Rescale the records below, starting at the line that contains "Annotate all occurrences of armchair" and ending at the line that contains "[944,627,1288,858]", both ends included. Repeat every line in that span, requests too, with each box coordinate multiplied by 1.9 and rounded to a whole number, halves rounding up.

-- Data shown start --

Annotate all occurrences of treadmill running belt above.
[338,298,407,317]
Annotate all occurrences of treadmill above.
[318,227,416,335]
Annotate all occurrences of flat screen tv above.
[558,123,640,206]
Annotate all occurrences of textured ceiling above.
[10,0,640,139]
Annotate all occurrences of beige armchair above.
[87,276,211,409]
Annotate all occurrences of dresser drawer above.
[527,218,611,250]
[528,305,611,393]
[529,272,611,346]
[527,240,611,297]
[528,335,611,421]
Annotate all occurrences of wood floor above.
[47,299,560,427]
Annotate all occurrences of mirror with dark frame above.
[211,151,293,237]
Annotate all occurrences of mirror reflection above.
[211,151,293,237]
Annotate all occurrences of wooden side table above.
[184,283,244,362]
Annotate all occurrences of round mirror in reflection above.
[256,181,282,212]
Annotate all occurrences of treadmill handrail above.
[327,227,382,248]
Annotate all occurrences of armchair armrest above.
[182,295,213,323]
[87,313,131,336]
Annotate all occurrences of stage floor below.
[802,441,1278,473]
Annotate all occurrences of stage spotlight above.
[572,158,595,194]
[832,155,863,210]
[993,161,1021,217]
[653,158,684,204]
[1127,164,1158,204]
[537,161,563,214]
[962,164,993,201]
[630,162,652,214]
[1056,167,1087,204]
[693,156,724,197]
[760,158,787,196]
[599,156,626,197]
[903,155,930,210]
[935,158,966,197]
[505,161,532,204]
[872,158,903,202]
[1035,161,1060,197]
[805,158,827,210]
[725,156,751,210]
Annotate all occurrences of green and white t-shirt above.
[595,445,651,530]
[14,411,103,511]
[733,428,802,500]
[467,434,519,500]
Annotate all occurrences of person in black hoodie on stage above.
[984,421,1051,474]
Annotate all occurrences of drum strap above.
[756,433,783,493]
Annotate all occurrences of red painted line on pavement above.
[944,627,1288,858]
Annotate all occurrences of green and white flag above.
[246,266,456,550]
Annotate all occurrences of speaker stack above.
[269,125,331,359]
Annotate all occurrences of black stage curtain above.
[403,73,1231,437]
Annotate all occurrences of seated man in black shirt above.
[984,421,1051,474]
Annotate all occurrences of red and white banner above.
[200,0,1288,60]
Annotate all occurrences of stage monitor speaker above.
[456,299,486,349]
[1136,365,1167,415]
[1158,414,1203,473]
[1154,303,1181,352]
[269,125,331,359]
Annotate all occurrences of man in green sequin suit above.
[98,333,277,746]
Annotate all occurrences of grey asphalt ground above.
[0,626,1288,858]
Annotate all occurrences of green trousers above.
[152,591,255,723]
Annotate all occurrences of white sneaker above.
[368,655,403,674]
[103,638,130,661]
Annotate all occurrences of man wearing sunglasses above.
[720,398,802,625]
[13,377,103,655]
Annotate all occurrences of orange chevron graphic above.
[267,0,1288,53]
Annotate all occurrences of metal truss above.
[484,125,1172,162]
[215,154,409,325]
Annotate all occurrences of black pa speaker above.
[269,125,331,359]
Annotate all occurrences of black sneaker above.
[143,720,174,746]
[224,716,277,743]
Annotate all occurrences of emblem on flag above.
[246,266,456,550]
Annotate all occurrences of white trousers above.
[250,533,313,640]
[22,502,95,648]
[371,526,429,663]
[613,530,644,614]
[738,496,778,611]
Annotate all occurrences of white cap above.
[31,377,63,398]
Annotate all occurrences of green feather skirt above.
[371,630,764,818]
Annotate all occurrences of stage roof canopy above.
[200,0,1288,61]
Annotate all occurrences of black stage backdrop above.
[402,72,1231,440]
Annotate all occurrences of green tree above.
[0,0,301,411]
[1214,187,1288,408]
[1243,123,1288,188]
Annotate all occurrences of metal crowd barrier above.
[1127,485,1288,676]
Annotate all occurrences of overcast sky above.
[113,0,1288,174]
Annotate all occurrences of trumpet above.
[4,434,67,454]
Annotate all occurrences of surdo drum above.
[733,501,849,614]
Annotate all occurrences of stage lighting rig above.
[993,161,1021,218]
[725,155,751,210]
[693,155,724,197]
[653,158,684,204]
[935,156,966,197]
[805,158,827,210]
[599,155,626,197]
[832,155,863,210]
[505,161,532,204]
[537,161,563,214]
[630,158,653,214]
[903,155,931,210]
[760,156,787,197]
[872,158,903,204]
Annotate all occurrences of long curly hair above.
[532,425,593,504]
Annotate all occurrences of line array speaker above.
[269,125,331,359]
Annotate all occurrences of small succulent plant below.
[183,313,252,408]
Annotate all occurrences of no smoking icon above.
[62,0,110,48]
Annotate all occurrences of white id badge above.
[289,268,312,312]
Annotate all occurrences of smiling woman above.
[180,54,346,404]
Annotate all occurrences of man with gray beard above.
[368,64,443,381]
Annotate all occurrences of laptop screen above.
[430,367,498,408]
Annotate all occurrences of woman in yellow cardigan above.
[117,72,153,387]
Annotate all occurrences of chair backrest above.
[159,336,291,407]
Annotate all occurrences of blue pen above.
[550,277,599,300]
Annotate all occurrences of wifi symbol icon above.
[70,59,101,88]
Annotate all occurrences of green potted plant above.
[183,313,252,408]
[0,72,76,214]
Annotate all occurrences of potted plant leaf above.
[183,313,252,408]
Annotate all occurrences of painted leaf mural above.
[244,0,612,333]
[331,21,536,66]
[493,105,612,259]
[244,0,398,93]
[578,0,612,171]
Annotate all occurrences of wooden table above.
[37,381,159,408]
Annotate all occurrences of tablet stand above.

-- Data shown end --

§ **The output**
Annotate all occurrences of armchair armrest above.
[346,561,405,614]
[165,595,249,638]
Annotate all occurrences of stage floor below.
[1524,838,2428,899]
Annotate all occurrences of stage spotlight above.
[1087,300,1131,369]
[1581,295,1640,399]
[1887,306,1940,412]
[1241,300,1300,388]
[2141,312,2200,388]
[1020,306,1070,407]
[1828,312,1887,382]
[1197,308,1239,407]
[2006,317,2065,388]
[1317,296,1376,374]
[1444,300,1495,372]
[1138,296,1189,374]
[1716,295,1767,399]
[1777,300,1835,374]
[960,306,1011,388]
[1657,300,1716,384]
[1967,306,2014,374]
[1530,300,1571,399]
[1378,296,1427,399]
Annotate all occurrences of green and white t-shirt above.
[1131,846,1237,1007]
[27,781,196,971]
[1393,813,1524,950]
[887,825,986,950]
Annotate all occurrences of person in black hoodie on stage above.
[1870,800,1997,901]
Annotate all occurrences of drum strap above.
[1436,823,1488,937]
Annotate all occurrences of red painted line on pavement above.
[1794,1191,2447,1630]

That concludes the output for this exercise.